Leave out the pictures and transcribe the rest of the records exactly.

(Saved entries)
::::

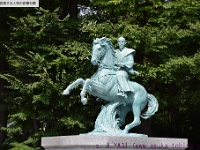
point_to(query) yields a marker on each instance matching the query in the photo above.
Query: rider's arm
(129, 61)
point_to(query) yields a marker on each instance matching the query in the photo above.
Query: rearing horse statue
(103, 84)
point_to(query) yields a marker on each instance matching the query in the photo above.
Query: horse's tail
(152, 107)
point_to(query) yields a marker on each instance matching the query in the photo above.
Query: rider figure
(125, 61)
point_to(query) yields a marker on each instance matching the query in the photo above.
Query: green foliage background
(46, 49)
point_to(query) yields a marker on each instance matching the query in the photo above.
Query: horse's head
(100, 47)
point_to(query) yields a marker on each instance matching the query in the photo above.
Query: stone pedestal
(89, 142)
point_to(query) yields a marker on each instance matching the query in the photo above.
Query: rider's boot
(122, 94)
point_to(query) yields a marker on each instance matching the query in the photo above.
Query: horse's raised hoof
(125, 131)
(66, 92)
(84, 101)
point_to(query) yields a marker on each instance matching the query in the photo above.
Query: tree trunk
(3, 107)
(73, 8)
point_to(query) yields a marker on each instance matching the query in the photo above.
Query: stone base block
(89, 142)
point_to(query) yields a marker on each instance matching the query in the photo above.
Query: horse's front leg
(84, 90)
(79, 81)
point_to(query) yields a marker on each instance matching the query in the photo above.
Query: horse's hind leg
(79, 81)
(137, 106)
(123, 113)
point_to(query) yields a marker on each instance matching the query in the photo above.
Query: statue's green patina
(111, 83)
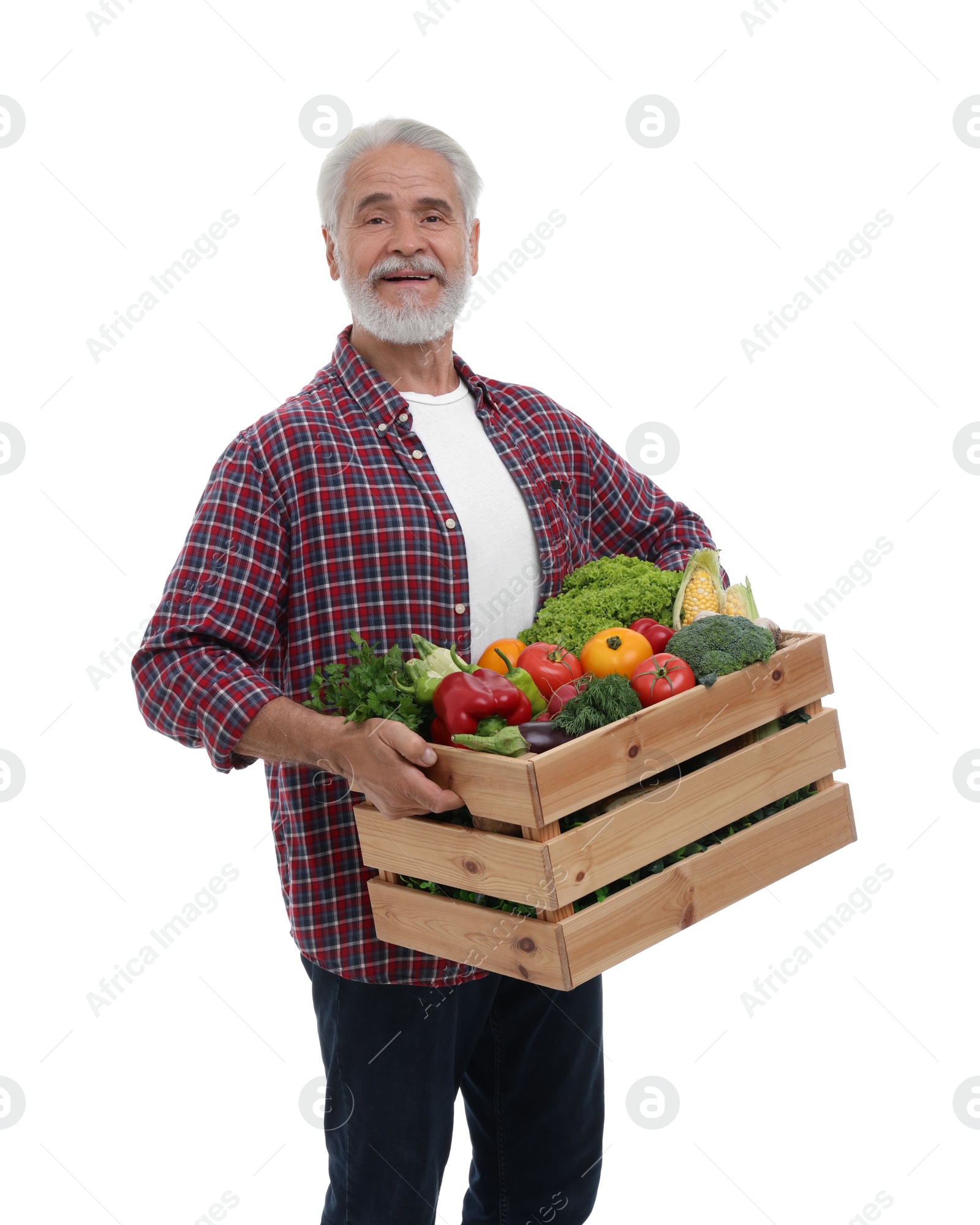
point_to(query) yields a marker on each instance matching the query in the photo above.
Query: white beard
(409, 323)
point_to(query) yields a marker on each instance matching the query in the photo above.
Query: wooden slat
(456, 856)
(638, 834)
(551, 912)
(491, 786)
(515, 945)
(646, 744)
(644, 914)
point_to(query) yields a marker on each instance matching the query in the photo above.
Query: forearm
(287, 732)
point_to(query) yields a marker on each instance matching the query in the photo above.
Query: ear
(475, 242)
(331, 254)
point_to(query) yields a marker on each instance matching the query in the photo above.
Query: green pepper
(435, 665)
(509, 743)
(440, 660)
(525, 682)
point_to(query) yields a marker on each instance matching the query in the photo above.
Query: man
(400, 492)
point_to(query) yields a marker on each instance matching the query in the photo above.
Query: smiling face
(401, 253)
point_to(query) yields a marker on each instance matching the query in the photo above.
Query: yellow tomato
(614, 651)
(511, 649)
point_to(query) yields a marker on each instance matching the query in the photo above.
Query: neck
(423, 368)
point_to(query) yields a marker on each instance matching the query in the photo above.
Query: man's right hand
(379, 758)
(382, 758)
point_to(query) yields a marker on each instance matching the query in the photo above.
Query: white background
(792, 138)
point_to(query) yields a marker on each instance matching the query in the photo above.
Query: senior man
(400, 492)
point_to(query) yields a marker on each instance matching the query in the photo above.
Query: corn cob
(701, 589)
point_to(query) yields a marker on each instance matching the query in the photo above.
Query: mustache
(395, 264)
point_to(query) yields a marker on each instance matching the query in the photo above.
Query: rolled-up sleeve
(211, 657)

::::

#### Answer to this exercise
point_to(query) yields a marker on each instance matching the query in the photo above.
Query: rider's arm
(129, 61)
point_to(query) yields a marker on each instance matching the query in the photo above.
Query: rearing horse statue
(103, 84)
point_to(query) yields a marker on each instance matching the query in the photo above.
Query: horse's tail
(152, 107)
point_to(query) yields a marker on each instance matching the query in the photo above.
Query: rider figure
(125, 61)
point_to(query) yields a marker on each instance matching the query in the photo above.
Query: green foliage background
(46, 49)
point_to(query) yields a marker on each instance matching the query in the photo above.
Query: horse's head
(100, 47)
point_to(query) yields a marker on each instance matching the query in the photo above.
Query: stone pedestal
(89, 142)
point_to(query) yields a marker on each instance matching the query in the photo above.
Query: rider's boot
(122, 94)
point_to(query) yields a marker on each instance matching the query in the photo above.
Query: horse's raised hoof
(125, 131)
(66, 92)
(84, 101)
point_to(query) yields a marker on each instance matching the query in the photo above.
Query: tree trunk
(3, 107)
(73, 8)
point_to(query) yields a marker on each instance matching the query in the photo above.
Query: stone base block
(89, 142)
point_to(query) yields a marker on each instance matching the query in the photo above.
Query: horse's front leg
(84, 90)
(79, 81)
point_to(query) yields a marker on each instance matching the query in the photo above.
Query: horse's hind leg
(79, 81)
(137, 106)
(123, 113)
point_to(query) yields a marker on each instance matching the query in the photo above.
Query: statue's green patina
(111, 83)
point_to(query) yields a marker on each instance matching the query in the photo above.
Query: white beard
(409, 323)
point_to(query) yields a marker on each instance matching the query in the photo above.
Query: wooden slat
(456, 856)
(638, 834)
(551, 912)
(491, 786)
(515, 945)
(646, 744)
(644, 914)
point_to(query) yields a marker on each instance matching the query in the photo above.
Query: forearm
(287, 732)
point_to(query) yields a marker on each instance matching the query in the photo above.
Query: ear
(475, 242)
(331, 254)
point_to(query) yields a marker on each instance matching the query in the photo above.
Query: green pepper
(435, 665)
(509, 743)
(440, 660)
(525, 682)
point_to(query) yields a marker on each instance matching the query in the photo above.
Query: man
(400, 492)
point_to(query) yields a marker on each instance matching the query in the photo above.
Query: smiling face
(401, 253)
point_to(query) yields a marker on each instance matching the query in the photo above.
Query: yellow tomato
(614, 651)
(511, 649)
point_to(query) yields a marker on each instance matching the query in the photo above.
Query: neck
(423, 368)
point_to(query) yields a marker on each instance matching the query in the photo above.
Query: man's right hand
(379, 758)
(382, 758)
point_to(query) yields a marker on each instance matching the query in the photo above.
Query: white background
(792, 138)
point_to(query) yields a marker on each instance matching the query in the photo above.
Query: senior man
(400, 492)
point_to(query) yields a marker on each instance matching the query in the photo above.
Query: corn cob
(701, 589)
point_to(query) yields a marker on each instance matching the query in the photo above.
Query: mustache
(395, 264)
point_to(query) yields a marker on each instance matching the query in the photo above.
Query: rolled-up sleeve
(211, 657)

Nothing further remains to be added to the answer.